» **PROBLEMS**
A: In the coin-toss thread, can you restate the paragraph beginning "But yes, it is indeed true" as a short list that keeps its main points?
B: Answer these questions from the coin-toss thread, one per line, marking each answer (i), (ii) or (iii) to match:
(i) How many coins is the original problem about?
(ii) What prior probability of being asked at least once does Michael give?
(iii) Which coin does the last paragraph say nobody is asked about?
C: Write what comes next in the coin-toss thread, picking up after its final sentence.

Do you want to try again? But do try to realize that probabilities used within a solution cannot affect whether the problems are the same. They can only affect the solutions, and credence=1 events do not do that.

I do not ask anybody (for) their credence if both coins landed on Heads. — JeffJo

Exactly. It is precisely because the prior probability of being asked at least once is 3/4 that the probability that the first coin landed heads is 1/3. — Michael

The original problem is about one coin, not two. Asking about two would make it a different problem. Asking about one is what makes it the same problem.

But yes, it is indeed true that the prior probability of 3/4 is what makes the answer 1/3. You identified the wrong event for that prior probability (she is always asked), but it is the fact that this same prior probability applies to any waking, and not different prior probabilities depending on whether the subject is wakened on Monday or Tuesday, that makes it usable in a valid solution.

Thank you for stating, in your own words, why this is so.

You toss two coins and don’t ask them their credence if both land heads. That’s what makes your experiment equivalent to my second example where B isn’t asked if heads. — Michael

I do not ask anybody (for) their credence if both coins landed on Heads. I don't ask anybody about coin C2 at all, although it has to be taken into account.

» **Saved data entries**
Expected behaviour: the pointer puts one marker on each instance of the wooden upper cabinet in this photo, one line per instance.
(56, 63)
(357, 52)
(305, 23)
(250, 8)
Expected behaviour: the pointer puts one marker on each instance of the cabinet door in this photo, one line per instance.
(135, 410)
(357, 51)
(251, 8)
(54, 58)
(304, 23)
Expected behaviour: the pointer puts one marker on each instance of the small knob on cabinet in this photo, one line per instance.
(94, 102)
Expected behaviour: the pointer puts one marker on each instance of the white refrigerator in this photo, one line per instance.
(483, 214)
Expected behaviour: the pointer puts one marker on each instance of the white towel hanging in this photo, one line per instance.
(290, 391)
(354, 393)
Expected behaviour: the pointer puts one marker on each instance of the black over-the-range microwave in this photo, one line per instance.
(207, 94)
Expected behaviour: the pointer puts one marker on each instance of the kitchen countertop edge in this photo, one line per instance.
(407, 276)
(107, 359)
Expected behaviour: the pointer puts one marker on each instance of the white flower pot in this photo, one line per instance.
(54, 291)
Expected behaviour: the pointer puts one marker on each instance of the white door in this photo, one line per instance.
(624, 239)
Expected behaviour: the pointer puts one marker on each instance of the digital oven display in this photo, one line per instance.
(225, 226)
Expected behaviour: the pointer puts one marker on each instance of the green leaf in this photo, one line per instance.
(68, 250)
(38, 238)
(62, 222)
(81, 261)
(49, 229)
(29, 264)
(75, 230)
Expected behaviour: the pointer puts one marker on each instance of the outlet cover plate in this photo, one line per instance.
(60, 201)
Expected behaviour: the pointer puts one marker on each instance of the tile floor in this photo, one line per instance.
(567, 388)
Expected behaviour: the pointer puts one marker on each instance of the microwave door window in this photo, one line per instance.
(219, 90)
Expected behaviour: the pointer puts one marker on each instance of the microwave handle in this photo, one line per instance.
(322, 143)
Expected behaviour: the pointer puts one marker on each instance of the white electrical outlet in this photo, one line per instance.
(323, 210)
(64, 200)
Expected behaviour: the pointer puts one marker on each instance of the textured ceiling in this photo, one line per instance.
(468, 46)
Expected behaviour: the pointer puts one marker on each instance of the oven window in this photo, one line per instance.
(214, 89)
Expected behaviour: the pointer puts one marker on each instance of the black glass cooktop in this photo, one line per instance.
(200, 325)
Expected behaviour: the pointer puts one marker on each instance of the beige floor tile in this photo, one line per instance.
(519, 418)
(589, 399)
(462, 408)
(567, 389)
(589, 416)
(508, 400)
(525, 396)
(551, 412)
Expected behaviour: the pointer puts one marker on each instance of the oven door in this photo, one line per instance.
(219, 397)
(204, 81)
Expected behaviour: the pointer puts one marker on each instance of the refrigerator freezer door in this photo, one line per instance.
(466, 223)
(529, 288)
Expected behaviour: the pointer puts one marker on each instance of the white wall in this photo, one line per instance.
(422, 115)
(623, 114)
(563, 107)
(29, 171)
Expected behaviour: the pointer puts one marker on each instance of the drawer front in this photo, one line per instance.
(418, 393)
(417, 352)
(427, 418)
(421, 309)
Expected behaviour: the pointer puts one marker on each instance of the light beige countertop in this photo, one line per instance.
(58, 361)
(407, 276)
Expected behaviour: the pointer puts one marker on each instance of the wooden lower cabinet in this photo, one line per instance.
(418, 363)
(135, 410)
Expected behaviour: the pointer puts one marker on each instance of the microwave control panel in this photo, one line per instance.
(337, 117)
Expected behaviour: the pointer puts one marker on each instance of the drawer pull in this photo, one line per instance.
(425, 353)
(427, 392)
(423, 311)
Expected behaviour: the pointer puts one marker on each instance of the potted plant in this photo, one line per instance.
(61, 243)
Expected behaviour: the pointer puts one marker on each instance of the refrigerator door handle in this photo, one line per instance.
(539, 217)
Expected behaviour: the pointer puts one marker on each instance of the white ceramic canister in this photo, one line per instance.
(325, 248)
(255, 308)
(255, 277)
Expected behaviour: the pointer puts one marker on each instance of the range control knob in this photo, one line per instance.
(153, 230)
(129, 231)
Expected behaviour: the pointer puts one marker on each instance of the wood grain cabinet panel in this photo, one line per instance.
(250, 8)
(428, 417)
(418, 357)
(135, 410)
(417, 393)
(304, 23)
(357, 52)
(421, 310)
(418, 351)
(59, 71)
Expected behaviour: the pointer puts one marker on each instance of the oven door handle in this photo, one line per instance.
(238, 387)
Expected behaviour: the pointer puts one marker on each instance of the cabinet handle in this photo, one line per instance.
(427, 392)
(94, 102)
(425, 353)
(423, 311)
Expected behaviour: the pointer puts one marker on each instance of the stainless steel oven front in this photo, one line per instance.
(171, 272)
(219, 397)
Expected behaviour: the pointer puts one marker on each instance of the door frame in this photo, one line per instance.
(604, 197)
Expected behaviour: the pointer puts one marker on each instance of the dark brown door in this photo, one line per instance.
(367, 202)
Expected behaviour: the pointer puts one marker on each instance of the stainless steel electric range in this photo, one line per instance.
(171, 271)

» **FINAL ANSWERS**
A:
- The prior probability of 3/4 is indeed what makes the answer 1/3.
- The wrong event was identified for that prior probability, since she is always asked.
- That prior becomes usable in a valid solution because the same 3/4 applies to any waking, rather than differing by whether the subject is wakened on Monday or Tuesday.

B:
(i) One coin.
(ii) 3/4.
(iii) Coin C2.

C:
I ask for a credence in whether coin C1 is currently showing Heads. And the way the problem is set up, that is always the same event where coin C1 landed on Heads. Maybe you do not realize that coin C1 is the coin in the problem? And coin C2 is not?

C2 is just the coin that controls ordering. Since amnesia makes ordering irrelevant to the single subject, what coin C2 is showing cannot affect the answer.

That’s what makes your experiment equivalent to my second example where B isn’t asked if heads. — Michael

There is no B anywhere, as far as I can tell. You don't seem to want to explain the important details, like whether B is a person, a person in a different situation, or (as it seems here) if B is an event that is not a part of the experiment.

AGAIN: I use a single subject. That subject is always wakened, but may be wakened twice. That subject is always asked "if heads" about the only coin that the original problem is concerned with, (It's even possible we could pose the question while she sleeps, but we shouldn't expect an answer.) When she can answer, she knows that there are three equally likely combinations for what the two coins are showing, and in only one is coin C1 showing Heads.

This is not difficult. But you do need to stop trying to contrive a situation where it is wrong. So far, you have not even described a situation that applies.

We have two different experiments:

1. A is woken once if heads, twice if tails
2. A is woken once if heads, A and B once each if tails

Your version of the experiment is comparable to the second experiment, not the first. — Michael

Um, no.

In "my experiment" I will literally and explicitly wake the single subject once if coin C1 lands on Heads, and twice if it lands on Tails. And there literally and explicitly is no second subject. So it is an exact implementation of 1, not 2.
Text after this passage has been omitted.